Page text:
* BEGIN *
1

I would like to be able to do, for example:

pmap = persistent_map(function, iterable(args))
foo = map(bar, pmap)
baz = map(bar, pmap) # right-hand side intentionally identical to that of the previous line.

The interpreter would know to reset pmap before using it to construct baz.

I know that I could store the result of pmap as a tuple, list, or other structure (which is what I have done in my present application), but I don't want to have do that because of the possibilities of 1) huge storage requirements (also consider copies) and 2) different results on reevalation, as when iterable is produced from a dynamic file.

If the equivalent of persistent_map exists, what is the corresponding built-in feature or standard library feature? Alternatively, is there a third-party (hopefully reliable and readily available) persistent_map equivalent? If only extant option is third-party, how might you create persistent_map using only built-in and, possibly, standard library features?

In response to @MartijnPieters comment, "that's what generators are for", are you saying that one solution would be something like

def persistent_map(function, iterable):
    from functools import partial
    return partial(map, function, iterable)
* END *
Challenge 1:
Transcribe the passage from the forum question on reusable map objects, starting with "I would like" and going on through "to construct baz.".
Challenge 2:
Render this sentence from the forum question on reusable map objects into Spanish: "The interpreter would know to reset pmap before using it to construct baz."

Supplied information:
* BEGIN *
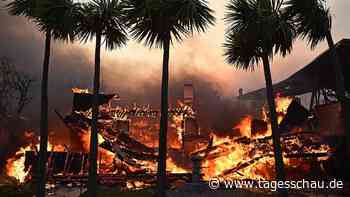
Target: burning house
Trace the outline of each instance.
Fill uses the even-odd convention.
[[[337,48],[344,59],[348,41]],[[275,85],[276,111],[280,126],[287,179],[347,180],[343,162],[346,154],[340,143],[343,133],[336,103],[331,102],[332,86],[324,86],[317,74],[329,63],[325,52],[310,65],[289,79]],[[326,62],[324,62],[326,61]],[[322,69],[320,69],[320,66]],[[327,71],[328,72],[328,71]],[[315,74],[316,73],[316,74]],[[304,80],[318,81],[314,86]],[[330,80],[330,84],[332,80]],[[305,86],[300,84],[306,84]],[[334,84],[334,83],[333,83]],[[329,89],[330,88],[330,89]],[[240,102],[264,98],[264,89],[243,94]],[[297,95],[312,92],[311,110],[304,107]],[[63,116],[56,111],[70,131],[71,141],[80,149],[67,144],[49,144],[48,179],[51,182],[87,181],[92,94],[73,89],[73,107]],[[320,96],[324,99],[320,99]],[[193,84],[185,83],[183,101],[169,108],[167,172],[169,184],[206,181],[211,177],[234,179],[275,179],[274,155],[269,114],[264,101],[256,112],[241,118],[227,133],[214,129],[203,132],[199,124]],[[99,95],[98,173],[99,181],[125,188],[143,188],[155,184],[158,155],[159,109],[149,105],[125,104],[117,94]],[[334,119],[332,121],[327,121]],[[336,121],[335,121],[336,120]],[[334,132],[336,131],[336,132]],[[321,133],[321,135],[320,135]],[[7,172],[20,181],[35,178],[38,139],[28,133],[31,145],[22,147],[7,160]],[[77,141],[78,138],[78,141]]]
* END *
Final result 1:
I would like to be able to do, for example:

pmap = persistent_map(function, iterable(args))
foo = map(bar, pmap)
baz = map(bar, pmap) # right-hand side intentionally identical to that of the previous line.

The interpreter would know to reset pmap before using it to construct baz.

Final result 2:
El intérprete sabría reiniciar pmap antes de usarlo para construir baz.